**TEXT SHOWN**
* start *
# Forced convection around a cylinder

We consider the forced convection of an heat source at the entrance of a channel with a cylinder inside.

## 1. Running the case

The command line to run this case is

``mpirun -np 4 feelpp_toolbox_heatfluid --case "github:{repo:toolbox,path:examples/modules/heatfluid/examples/TurekHron}"``

## 2. Data files

The case data files are available in Github here

## 3. Geometry

A channel with a cylinder inside

We consider a 2D model representative of a laminar incompressible flow around an obstacle. The flow domain, named $\Omega_f$, is contained into the rectangle $\lbrack 0,Long \rbrack \times \lbrack 0,Haut \rbrack$. It is characterised, in particular, by its dynamic viscosity $\mu_f$ and by its density $\rho_f$.

Figure 1. Geometry of the Turek & Hron HeatFluid Benchmark

In order to describe the flow, the incompressible Navier-Stokes model is chosen for this case, define by the conservation of momentum equation and the conservation of mass equation. At them, we add the material constitutive equation, that help us to define $\boldsymbol{\sigma}_f$

The goal of this benchmark is to couple the Naviers-Stockes equations and the heat equations We remind that the Naviers-Stokes equation are

\begin{array}[c]{rl} \rho( \frac{\partial u}{\partial t} + u \cdot \nabla u) - \nu \Delta u + \nabla p & = f\ \mbox{ in } \Omega\\ \nabla \cdot u & = 0\ \mbox{ in } \Omega \end{array}

And the Heat equations is

\begin{array}[c]{rl} \rho C_p \left( \frac{\partial T}{\partial t} + \boldsymbol{u} \cdot \nabla T \right) - \nabla \cdot \left( k \nabla T \right) = Q, \quad \text{ in } \Omega \end{array}

The toolbox is HeatFluid

## 4. Input parameters

The following table displays the various fixed and variables parameters of this test-case.
* end *
**DATA LISTING**
* start *
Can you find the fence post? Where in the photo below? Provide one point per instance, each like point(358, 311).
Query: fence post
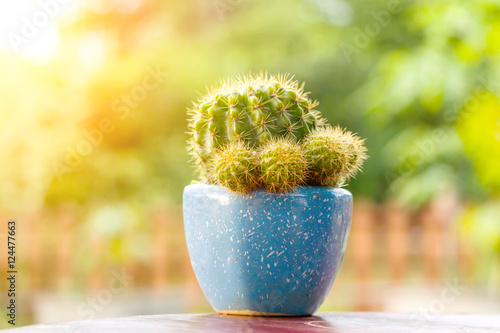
point(363, 221)
point(398, 226)
point(160, 250)
point(432, 244)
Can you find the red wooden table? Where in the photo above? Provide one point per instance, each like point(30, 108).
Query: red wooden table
point(322, 322)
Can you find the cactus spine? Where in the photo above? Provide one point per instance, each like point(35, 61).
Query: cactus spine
point(334, 155)
point(263, 131)
point(235, 167)
point(282, 165)
point(251, 109)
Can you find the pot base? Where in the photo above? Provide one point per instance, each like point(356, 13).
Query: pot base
point(256, 313)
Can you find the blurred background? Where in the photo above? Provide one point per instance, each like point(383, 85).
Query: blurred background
point(93, 113)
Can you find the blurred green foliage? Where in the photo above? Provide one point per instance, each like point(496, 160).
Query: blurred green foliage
point(419, 79)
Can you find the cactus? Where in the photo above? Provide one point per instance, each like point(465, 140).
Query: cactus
point(251, 109)
point(263, 131)
point(334, 156)
point(282, 165)
point(235, 167)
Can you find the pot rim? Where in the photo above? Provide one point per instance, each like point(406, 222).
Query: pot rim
point(297, 191)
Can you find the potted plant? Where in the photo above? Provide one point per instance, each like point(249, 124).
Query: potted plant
point(267, 223)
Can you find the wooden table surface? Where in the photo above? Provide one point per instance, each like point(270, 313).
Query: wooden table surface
point(322, 322)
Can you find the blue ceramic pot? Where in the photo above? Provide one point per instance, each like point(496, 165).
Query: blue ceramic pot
point(263, 253)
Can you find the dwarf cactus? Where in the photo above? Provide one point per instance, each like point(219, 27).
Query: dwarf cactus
point(263, 131)
point(235, 167)
point(334, 155)
point(251, 109)
point(282, 165)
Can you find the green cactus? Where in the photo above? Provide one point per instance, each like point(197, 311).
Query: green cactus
point(251, 109)
point(235, 167)
point(334, 156)
point(282, 165)
point(263, 131)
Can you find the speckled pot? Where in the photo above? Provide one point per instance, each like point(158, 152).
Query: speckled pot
point(266, 254)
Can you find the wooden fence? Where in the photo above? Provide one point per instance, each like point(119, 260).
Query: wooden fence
point(387, 242)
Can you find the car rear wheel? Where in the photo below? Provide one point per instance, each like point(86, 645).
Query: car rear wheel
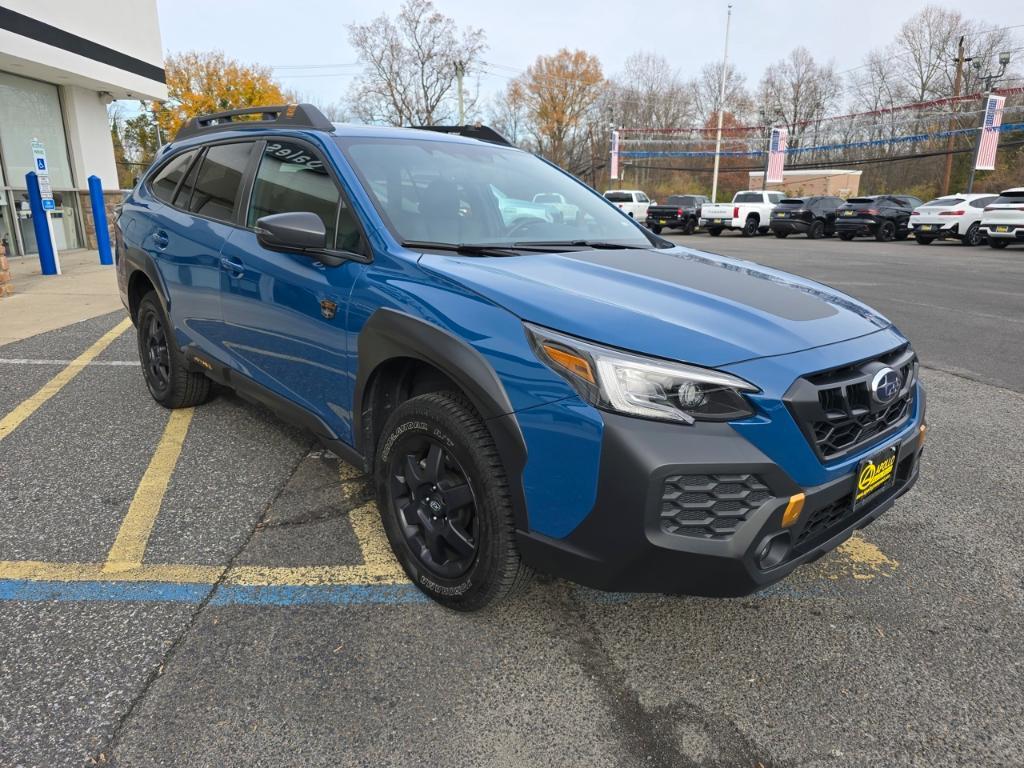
point(973, 236)
point(164, 367)
point(445, 505)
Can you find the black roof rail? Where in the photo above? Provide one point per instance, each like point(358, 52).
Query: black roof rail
point(479, 132)
point(291, 116)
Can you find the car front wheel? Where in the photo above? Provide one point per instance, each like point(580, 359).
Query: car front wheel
point(444, 502)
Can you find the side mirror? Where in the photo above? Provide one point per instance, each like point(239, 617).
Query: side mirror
point(295, 230)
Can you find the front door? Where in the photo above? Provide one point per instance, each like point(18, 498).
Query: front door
point(285, 313)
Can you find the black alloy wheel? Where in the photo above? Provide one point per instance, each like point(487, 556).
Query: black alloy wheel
point(435, 506)
point(973, 236)
point(155, 354)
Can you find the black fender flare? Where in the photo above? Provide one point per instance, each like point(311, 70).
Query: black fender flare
point(389, 335)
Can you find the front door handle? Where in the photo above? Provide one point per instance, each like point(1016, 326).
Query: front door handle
point(235, 267)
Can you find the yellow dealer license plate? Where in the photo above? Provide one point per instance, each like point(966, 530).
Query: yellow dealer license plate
point(875, 476)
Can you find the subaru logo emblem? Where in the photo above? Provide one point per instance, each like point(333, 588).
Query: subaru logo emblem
point(886, 385)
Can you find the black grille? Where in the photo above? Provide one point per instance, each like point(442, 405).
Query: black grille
point(836, 411)
point(710, 506)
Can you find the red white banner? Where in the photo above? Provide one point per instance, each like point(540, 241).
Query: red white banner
point(614, 155)
point(990, 133)
point(776, 155)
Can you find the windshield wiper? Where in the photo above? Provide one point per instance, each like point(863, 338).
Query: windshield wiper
point(485, 249)
point(573, 244)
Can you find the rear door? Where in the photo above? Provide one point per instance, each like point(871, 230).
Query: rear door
point(285, 312)
point(186, 238)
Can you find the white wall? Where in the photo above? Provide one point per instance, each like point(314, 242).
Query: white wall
point(88, 137)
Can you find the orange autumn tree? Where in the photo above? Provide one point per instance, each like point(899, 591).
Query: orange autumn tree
point(560, 92)
point(201, 82)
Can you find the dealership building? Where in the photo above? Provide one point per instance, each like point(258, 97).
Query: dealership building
point(60, 65)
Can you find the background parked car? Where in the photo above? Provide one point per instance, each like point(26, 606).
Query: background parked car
point(1003, 219)
point(750, 212)
point(814, 216)
point(884, 217)
point(633, 202)
point(956, 216)
point(679, 212)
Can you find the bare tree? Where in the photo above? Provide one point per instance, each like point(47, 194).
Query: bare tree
point(410, 66)
point(798, 90)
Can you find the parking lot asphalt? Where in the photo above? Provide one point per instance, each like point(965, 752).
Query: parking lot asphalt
point(212, 588)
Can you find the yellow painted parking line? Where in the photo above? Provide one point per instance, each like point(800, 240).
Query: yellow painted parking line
point(129, 547)
point(27, 408)
point(76, 571)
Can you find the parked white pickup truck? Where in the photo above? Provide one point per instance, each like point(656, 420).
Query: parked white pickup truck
point(750, 212)
point(633, 202)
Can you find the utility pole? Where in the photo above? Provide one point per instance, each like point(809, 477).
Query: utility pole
point(721, 107)
point(460, 72)
point(952, 120)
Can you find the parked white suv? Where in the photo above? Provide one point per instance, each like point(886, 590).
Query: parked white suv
point(956, 216)
point(633, 202)
point(750, 212)
point(1003, 219)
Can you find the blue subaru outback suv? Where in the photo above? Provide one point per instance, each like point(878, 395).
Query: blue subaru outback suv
point(532, 386)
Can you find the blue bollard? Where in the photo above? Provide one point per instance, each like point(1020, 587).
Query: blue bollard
point(99, 220)
point(47, 260)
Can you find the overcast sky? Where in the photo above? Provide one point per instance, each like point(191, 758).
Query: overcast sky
point(688, 33)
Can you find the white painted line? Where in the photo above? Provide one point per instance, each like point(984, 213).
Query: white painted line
point(39, 361)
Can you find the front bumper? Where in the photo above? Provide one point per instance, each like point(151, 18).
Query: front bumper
point(631, 543)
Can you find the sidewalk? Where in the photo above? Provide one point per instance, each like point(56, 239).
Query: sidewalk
point(43, 303)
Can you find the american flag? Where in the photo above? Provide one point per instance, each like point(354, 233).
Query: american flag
point(776, 155)
point(990, 133)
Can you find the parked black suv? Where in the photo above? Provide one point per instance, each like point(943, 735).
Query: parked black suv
point(885, 217)
point(813, 216)
point(679, 212)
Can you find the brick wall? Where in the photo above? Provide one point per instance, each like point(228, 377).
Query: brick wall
point(111, 199)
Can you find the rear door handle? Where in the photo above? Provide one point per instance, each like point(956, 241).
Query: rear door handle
point(232, 266)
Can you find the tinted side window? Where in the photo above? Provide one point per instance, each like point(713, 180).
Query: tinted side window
point(218, 181)
point(166, 180)
point(292, 178)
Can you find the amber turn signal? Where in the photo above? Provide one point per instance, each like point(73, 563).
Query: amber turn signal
point(793, 510)
point(570, 361)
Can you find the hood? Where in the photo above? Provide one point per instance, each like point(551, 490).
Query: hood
point(674, 303)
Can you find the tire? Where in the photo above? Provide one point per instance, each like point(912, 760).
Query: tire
point(973, 236)
point(465, 557)
point(165, 369)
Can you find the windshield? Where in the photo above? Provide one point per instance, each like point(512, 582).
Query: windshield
point(459, 194)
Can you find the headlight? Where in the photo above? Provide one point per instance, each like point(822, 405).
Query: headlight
point(642, 386)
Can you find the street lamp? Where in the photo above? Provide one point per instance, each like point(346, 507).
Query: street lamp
point(990, 78)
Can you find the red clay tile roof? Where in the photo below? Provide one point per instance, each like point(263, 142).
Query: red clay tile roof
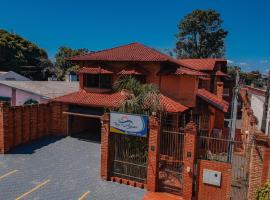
point(169, 105)
point(95, 70)
point(213, 100)
point(205, 64)
point(130, 52)
point(108, 100)
point(132, 71)
point(181, 71)
point(205, 78)
point(220, 73)
point(113, 100)
point(257, 91)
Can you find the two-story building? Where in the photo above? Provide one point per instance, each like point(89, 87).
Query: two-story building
point(183, 94)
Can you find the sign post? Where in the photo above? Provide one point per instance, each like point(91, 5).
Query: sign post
point(129, 124)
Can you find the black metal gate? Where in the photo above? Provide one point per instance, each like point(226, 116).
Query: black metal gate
point(171, 164)
point(129, 157)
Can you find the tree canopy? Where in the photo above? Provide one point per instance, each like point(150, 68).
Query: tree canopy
point(62, 66)
point(141, 98)
point(201, 35)
point(20, 55)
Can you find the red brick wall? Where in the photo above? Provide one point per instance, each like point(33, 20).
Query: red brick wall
point(22, 124)
point(153, 155)
point(105, 147)
point(189, 159)
point(259, 163)
point(209, 192)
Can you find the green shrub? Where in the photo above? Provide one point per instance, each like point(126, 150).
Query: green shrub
point(263, 193)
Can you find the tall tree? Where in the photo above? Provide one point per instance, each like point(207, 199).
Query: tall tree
point(62, 66)
point(201, 35)
point(16, 53)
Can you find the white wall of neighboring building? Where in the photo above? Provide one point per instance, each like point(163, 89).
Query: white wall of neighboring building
point(21, 96)
point(12, 76)
point(257, 104)
point(5, 91)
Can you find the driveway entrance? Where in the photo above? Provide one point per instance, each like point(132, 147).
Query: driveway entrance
point(58, 169)
point(84, 123)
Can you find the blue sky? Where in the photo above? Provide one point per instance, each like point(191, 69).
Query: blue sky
point(99, 24)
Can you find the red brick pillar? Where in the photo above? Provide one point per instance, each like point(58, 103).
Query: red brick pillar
point(189, 159)
point(153, 154)
point(266, 163)
point(4, 128)
point(220, 90)
point(105, 147)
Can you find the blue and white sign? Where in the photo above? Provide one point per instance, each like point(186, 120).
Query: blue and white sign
point(128, 124)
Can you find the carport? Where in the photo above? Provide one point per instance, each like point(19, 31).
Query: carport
point(84, 122)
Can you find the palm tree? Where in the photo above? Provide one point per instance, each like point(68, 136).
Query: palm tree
point(141, 98)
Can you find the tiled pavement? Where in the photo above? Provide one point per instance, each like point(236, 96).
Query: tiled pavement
point(58, 169)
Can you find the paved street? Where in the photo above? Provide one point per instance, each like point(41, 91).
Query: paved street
point(58, 169)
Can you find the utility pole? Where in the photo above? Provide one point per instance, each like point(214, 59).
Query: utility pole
point(265, 105)
point(233, 116)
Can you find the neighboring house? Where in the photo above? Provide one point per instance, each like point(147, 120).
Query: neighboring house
point(12, 76)
point(181, 93)
point(257, 100)
point(19, 92)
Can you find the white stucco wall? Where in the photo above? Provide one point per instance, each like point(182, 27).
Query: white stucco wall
point(21, 96)
point(267, 131)
point(12, 76)
point(5, 91)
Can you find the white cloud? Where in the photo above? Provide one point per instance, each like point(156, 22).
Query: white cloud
point(264, 61)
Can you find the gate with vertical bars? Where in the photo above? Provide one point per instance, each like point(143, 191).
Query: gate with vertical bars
point(171, 166)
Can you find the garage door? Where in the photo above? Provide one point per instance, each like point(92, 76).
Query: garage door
point(84, 123)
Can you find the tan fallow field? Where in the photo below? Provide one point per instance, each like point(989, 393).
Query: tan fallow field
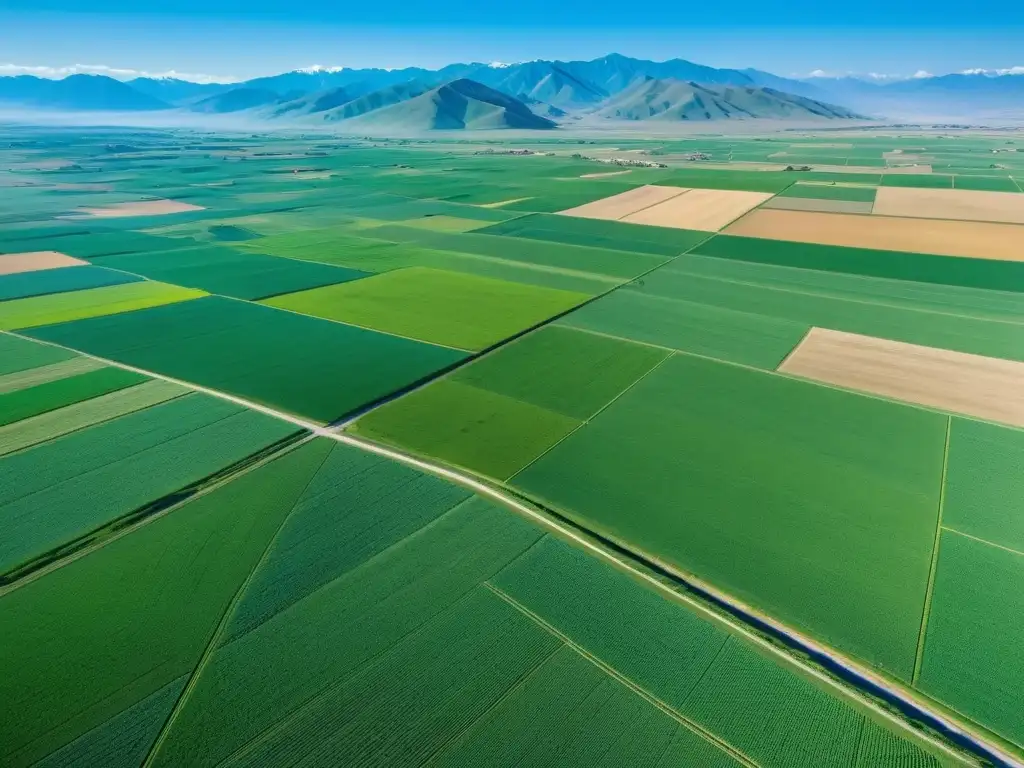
point(619, 206)
point(706, 210)
point(964, 205)
point(33, 261)
point(984, 387)
point(972, 239)
point(145, 208)
point(824, 206)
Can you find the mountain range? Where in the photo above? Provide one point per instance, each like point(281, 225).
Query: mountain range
point(531, 94)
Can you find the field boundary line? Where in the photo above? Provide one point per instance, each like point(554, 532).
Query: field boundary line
point(778, 289)
point(211, 646)
point(920, 655)
point(793, 351)
point(432, 758)
point(246, 749)
point(735, 625)
point(624, 680)
point(792, 377)
point(145, 520)
point(983, 541)
point(260, 300)
point(586, 421)
point(340, 424)
point(547, 521)
point(678, 195)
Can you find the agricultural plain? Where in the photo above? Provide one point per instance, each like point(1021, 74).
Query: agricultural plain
point(338, 451)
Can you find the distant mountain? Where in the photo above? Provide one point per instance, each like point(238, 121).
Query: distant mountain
point(538, 90)
point(312, 102)
point(546, 82)
point(174, 91)
point(378, 99)
point(77, 92)
point(237, 99)
point(459, 104)
point(965, 95)
point(678, 99)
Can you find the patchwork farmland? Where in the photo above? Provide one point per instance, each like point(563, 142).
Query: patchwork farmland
point(318, 451)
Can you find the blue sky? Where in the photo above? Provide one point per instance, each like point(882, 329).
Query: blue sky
point(235, 39)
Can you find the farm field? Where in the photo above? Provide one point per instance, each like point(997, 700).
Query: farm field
point(332, 450)
point(454, 587)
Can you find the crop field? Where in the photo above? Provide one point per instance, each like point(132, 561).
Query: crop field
point(854, 492)
point(60, 491)
point(45, 310)
point(309, 367)
point(501, 413)
point(453, 586)
point(463, 311)
point(228, 271)
point(322, 450)
point(940, 237)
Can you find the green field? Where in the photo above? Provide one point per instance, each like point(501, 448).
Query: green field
point(616, 236)
point(972, 658)
point(305, 366)
point(502, 412)
point(784, 471)
point(758, 324)
point(50, 395)
point(455, 310)
point(984, 488)
point(18, 354)
point(95, 302)
point(827, 192)
point(666, 522)
point(58, 492)
point(228, 271)
point(46, 282)
point(452, 587)
point(37, 429)
point(949, 270)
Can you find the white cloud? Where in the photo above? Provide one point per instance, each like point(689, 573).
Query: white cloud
point(313, 69)
point(56, 73)
point(994, 73)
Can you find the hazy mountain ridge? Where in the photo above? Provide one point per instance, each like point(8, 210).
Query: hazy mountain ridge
point(550, 88)
point(459, 104)
point(678, 99)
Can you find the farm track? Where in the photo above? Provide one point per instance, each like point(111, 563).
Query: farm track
point(741, 620)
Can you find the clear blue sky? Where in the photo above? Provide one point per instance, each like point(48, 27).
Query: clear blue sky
point(245, 39)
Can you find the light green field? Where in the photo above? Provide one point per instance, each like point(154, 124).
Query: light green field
point(725, 460)
point(448, 308)
point(95, 302)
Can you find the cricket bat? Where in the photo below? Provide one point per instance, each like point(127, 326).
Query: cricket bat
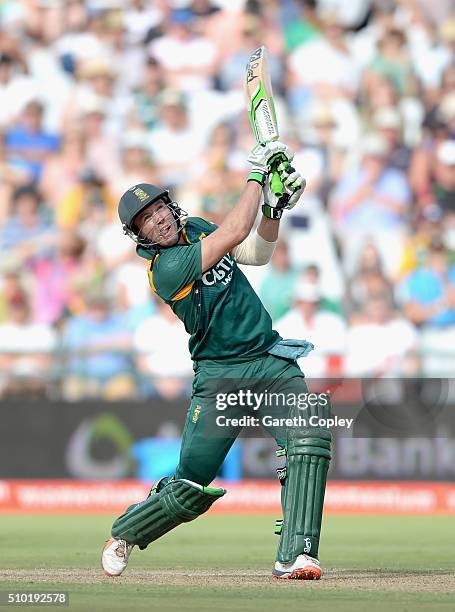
point(261, 110)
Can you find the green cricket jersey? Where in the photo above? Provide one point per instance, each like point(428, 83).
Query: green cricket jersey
point(219, 308)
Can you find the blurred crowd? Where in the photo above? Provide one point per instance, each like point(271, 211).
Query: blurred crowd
point(98, 95)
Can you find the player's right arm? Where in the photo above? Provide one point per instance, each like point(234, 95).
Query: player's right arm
point(238, 222)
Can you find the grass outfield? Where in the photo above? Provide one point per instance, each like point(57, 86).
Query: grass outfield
point(223, 563)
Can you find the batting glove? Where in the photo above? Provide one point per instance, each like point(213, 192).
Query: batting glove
point(262, 157)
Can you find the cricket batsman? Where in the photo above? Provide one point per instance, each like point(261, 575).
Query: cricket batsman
point(192, 266)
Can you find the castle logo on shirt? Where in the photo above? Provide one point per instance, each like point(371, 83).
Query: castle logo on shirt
point(220, 273)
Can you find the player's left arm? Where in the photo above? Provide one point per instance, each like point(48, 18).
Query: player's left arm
point(257, 249)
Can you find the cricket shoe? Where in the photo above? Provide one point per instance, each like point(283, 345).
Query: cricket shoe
point(303, 568)
point(115, 556)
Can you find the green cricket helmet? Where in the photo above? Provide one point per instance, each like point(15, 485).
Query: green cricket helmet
point(138, 197)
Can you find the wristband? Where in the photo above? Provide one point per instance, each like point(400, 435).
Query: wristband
point(259, 177)
point(271, 213)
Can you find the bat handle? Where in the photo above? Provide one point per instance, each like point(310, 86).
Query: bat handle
point(276, 184)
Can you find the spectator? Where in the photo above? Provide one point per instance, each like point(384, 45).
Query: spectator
point(188, 59)
point(136, 165)
point(326, 330)
point(444, 174)
point(368, 281)
point(162, 353)
point(27, 231)
point(278, 286)
point(305, 29)
point(371, 201)
point(145, 98)
point(26, 350)
point(58, 280)
point(90, 199)
point(177, 135)
point(393, 62)
point(28, 144)
point(97, 347)
point(387, 122)
point(380, 342)
point(428, 293)
point(63, 169)
point(11, 289)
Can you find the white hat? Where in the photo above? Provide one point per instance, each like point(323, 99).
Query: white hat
point(446, 152)
point(307, 292)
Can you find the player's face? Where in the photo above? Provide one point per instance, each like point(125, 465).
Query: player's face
point(157, 224)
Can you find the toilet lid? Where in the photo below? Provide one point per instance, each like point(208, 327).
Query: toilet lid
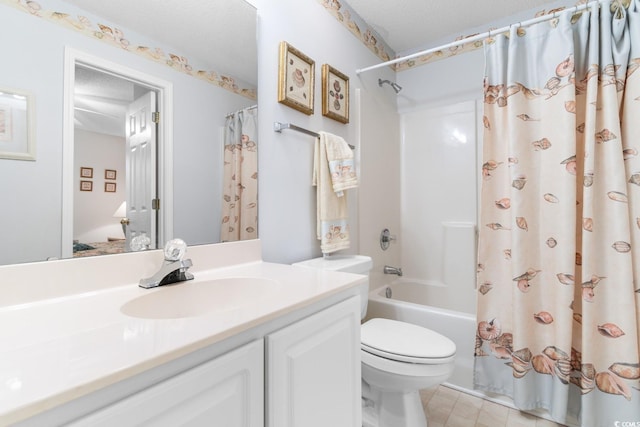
point(391, 338)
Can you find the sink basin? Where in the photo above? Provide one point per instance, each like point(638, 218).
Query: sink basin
point(190, 299)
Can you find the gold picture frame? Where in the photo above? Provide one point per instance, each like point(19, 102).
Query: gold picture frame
point(296, 79)
point(335, 94)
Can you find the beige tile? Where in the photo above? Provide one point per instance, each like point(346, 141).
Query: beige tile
point(467, 407)
point(541, 422)
point(470, 400)
point(448, 393)
point(487, 419)
point(436, 413)
point(518, 418)
point(496, 410)
point(442, 401)
point(458, 420)
point(426, 394)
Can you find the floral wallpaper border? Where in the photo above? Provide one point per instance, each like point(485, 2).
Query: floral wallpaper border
point(109, 33)
point(350, 19)
point(355, 24)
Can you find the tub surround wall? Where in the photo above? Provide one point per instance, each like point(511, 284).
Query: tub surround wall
point(287, 198)
point(439, 203)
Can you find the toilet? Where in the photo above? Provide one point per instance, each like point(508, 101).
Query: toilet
point(398, 358)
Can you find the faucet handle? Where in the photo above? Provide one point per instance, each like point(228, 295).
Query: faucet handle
point(174, 250)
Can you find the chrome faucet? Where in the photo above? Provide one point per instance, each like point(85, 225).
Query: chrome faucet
point(392, 270)
point(173, 269)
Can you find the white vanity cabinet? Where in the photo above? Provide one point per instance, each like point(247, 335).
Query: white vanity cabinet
point(225, 391)
point(313, 370)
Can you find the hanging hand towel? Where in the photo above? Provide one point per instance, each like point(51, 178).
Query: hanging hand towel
point(341, 163)
point(332, 213)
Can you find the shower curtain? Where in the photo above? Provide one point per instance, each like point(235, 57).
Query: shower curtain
point(240, 177)
point(559, 256)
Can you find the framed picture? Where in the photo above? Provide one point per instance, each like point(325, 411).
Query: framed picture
point(86, 172)
point(335, 94)
point(17, 140)
point(86, 185)
point(296, 79)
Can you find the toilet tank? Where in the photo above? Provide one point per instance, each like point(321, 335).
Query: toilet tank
point(357, 264)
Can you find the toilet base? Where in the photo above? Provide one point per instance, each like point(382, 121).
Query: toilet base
point(382, 408)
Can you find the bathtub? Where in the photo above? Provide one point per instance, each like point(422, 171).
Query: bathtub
point(407, 304)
* end *
**GIVEN REQUEST**
Update the forced convection page from "We consider a" to "its density $\rho_f$." by putting "cylinder" in place of "obstacle". The items have no connection to the forced convection page.

**OUTPUT OF THE EXERCISE**
We consider a 2D model representative of a laminar incompressible flow around an cylinder. The flow domain, named $\Omega_f$, is contained into the rectangle $\lbrack 0,Long \rbrack \times \lbrack 0,Haut \rbrack$. It is characterised, in particular, by its dynamic viscosity $\mu_f$ and by its density $\rho_f$.